• _Problem description_
Please write out everything in the records below from the line containing "the finger in" down to the line containing "374], [419, 362]]", both included, without changing a character.

• _Data section_
........

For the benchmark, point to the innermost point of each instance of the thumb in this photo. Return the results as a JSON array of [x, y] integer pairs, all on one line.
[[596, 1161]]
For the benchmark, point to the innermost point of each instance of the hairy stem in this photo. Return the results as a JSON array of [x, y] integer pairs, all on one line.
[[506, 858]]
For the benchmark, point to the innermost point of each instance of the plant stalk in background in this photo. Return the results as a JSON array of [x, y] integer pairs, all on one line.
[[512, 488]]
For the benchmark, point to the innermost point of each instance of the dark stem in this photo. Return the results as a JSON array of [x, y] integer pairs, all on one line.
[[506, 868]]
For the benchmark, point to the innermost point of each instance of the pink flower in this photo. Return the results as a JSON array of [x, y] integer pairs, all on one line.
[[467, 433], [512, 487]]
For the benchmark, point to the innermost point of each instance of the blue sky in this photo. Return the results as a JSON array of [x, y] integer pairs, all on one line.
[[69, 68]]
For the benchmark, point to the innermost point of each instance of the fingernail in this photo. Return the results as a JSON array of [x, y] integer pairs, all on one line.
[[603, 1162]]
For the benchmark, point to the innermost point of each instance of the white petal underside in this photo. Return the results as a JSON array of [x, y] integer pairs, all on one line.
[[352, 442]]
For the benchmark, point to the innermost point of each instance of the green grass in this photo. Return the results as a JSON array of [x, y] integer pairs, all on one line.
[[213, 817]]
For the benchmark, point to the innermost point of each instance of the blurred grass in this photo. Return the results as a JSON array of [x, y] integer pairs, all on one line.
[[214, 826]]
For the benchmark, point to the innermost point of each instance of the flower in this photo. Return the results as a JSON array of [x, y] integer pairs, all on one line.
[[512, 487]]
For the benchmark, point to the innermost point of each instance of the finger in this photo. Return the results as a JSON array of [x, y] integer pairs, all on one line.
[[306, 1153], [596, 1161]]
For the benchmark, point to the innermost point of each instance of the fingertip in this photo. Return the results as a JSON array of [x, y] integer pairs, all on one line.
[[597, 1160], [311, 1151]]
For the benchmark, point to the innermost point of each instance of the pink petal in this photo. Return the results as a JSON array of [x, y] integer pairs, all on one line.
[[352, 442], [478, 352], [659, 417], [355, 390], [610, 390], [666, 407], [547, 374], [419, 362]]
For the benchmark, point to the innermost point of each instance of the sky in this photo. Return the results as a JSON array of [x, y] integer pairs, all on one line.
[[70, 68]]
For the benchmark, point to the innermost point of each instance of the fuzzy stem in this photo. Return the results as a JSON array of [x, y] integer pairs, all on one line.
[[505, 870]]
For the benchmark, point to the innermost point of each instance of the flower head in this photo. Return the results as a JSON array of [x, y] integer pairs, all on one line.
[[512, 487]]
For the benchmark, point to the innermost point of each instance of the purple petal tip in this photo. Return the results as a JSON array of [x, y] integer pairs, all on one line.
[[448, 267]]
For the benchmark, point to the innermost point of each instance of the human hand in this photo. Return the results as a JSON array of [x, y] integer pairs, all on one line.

........

• _Task result_
For the benchmark, point to the innermost point of each instance of the finger in this photo. Return the results as a JSON array of [x, y] integer pairs, all on one line.
[[306, 1153], [596, 1161]]
For the benchmark, point to the innermost point of each instance of the fingertip in this photo. Return the results as a JSON array of [x, y] integer pairs, all on one line.
[[597, 1160], [311, 1151]]
For the benchmark, point to the innermost point of each instance of the pink petal in this photo. Return the results as a JSON array of [x, y] integer pairs, all on one line.
[[352, 442], [478, 352], [659, 417], [355, 390], [610, 390], [666, 407], [547, 374], [419, 362]]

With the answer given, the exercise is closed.